● **Short task**: Report every line of the listing below that contains the string "rock", copying each line in full. Matching is case-sensitive.
-------- Given information --------
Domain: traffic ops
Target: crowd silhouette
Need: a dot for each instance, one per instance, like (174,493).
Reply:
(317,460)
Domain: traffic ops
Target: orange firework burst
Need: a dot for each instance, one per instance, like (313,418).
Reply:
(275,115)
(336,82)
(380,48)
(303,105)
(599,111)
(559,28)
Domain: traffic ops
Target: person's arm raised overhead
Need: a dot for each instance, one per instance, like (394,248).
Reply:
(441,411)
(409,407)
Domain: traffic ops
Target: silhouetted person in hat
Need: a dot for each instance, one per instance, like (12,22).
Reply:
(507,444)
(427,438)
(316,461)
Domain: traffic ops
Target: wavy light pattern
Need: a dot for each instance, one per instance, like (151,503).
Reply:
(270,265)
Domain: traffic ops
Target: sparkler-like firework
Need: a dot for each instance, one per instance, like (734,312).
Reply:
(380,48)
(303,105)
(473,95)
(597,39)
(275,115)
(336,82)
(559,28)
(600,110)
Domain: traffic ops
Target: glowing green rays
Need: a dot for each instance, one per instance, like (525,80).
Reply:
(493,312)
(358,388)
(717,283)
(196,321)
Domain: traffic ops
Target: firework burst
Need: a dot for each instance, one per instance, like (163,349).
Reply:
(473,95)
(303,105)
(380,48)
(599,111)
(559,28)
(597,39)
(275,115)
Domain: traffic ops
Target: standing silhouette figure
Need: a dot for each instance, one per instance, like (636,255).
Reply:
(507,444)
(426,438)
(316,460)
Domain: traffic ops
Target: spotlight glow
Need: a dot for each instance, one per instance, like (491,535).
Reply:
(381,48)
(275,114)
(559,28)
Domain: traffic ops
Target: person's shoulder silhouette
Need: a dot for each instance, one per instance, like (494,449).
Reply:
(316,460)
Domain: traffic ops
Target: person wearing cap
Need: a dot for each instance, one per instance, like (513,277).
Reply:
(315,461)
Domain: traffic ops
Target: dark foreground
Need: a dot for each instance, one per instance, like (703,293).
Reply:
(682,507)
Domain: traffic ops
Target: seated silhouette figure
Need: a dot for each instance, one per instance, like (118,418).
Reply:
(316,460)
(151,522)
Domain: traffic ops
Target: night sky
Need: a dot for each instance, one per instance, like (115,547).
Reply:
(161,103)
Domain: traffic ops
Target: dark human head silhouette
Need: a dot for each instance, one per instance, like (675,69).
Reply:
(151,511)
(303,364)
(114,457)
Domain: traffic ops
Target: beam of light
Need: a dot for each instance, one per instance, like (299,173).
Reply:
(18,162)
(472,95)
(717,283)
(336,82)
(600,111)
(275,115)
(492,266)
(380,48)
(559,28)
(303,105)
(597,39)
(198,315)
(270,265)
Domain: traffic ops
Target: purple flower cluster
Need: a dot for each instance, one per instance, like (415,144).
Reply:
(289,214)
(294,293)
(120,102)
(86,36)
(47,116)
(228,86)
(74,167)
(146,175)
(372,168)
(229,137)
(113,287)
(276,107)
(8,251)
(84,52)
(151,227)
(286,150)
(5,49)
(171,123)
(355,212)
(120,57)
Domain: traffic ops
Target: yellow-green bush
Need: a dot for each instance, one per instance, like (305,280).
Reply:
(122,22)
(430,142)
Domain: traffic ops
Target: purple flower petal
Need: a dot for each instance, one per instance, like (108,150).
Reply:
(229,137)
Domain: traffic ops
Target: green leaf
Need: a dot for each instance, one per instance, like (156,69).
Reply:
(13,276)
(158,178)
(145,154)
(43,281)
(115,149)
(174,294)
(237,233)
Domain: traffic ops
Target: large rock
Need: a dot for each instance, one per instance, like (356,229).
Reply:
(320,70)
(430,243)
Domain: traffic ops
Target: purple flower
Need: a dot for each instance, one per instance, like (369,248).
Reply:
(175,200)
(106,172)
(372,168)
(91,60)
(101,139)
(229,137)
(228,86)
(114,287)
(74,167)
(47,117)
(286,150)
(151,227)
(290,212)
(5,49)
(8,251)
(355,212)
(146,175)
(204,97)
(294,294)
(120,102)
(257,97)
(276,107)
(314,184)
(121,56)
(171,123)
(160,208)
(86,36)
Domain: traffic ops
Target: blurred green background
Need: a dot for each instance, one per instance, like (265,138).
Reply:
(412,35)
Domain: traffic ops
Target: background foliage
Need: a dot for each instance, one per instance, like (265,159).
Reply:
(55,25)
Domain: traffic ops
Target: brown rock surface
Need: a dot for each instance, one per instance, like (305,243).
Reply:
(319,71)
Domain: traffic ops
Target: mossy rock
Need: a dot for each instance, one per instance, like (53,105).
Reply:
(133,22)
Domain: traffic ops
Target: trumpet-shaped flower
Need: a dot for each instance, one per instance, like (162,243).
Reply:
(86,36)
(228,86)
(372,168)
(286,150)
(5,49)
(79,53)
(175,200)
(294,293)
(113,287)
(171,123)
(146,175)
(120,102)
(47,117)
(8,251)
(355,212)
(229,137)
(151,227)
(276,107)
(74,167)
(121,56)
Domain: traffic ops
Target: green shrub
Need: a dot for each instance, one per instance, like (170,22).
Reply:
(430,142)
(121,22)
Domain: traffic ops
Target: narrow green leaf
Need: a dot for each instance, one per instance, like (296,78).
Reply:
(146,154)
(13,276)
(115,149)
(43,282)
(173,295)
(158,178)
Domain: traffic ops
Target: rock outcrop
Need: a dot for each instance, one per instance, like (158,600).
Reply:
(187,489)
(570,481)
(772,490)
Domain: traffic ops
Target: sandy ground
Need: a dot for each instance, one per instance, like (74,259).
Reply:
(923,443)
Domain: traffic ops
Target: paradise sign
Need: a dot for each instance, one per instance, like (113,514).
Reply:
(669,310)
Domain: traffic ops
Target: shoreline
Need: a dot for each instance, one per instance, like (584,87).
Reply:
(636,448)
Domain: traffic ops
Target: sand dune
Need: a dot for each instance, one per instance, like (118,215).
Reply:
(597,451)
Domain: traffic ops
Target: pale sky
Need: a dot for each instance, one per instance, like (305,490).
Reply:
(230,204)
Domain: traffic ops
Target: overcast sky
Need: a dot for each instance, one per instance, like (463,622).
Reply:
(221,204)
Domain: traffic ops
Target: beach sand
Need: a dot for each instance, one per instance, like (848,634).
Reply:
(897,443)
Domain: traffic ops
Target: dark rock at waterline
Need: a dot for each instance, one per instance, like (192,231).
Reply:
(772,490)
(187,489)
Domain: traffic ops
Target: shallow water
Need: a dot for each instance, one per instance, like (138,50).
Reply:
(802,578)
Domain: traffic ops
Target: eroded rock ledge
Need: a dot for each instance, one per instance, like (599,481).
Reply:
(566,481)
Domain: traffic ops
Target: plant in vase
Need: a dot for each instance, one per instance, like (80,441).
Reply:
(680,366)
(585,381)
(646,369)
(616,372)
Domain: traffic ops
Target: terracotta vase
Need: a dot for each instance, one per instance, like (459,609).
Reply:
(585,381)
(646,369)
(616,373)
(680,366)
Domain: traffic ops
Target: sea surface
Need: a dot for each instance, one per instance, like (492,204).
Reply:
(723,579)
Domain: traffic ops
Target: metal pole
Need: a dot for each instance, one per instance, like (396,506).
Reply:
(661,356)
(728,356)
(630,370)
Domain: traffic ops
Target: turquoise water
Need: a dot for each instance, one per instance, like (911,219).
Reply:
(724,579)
--------
-------- Given information --------
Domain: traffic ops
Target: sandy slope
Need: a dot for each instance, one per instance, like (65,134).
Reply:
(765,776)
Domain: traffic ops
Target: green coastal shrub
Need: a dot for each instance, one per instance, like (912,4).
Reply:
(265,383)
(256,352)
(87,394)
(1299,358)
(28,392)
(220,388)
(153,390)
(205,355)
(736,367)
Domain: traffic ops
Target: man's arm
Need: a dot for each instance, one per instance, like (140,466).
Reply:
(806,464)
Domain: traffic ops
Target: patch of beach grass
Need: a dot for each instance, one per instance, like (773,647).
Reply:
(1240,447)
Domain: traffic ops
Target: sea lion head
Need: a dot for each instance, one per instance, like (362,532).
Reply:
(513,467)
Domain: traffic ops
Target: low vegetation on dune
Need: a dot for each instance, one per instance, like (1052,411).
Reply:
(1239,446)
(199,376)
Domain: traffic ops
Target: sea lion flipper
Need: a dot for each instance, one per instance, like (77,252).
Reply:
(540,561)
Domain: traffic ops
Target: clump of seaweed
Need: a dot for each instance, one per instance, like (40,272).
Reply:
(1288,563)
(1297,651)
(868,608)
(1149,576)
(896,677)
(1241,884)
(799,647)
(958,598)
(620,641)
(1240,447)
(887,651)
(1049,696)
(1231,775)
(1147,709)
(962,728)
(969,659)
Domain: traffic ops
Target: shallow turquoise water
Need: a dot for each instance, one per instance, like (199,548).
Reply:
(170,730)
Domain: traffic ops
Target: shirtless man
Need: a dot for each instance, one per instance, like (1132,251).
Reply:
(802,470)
--------
● **Answer to the problem**:
Target: large rock
Target: brown rock surface
Target: mossy rock
Target: rock outcrop
Target: dark rock at waterline
Target: eroded rock ledge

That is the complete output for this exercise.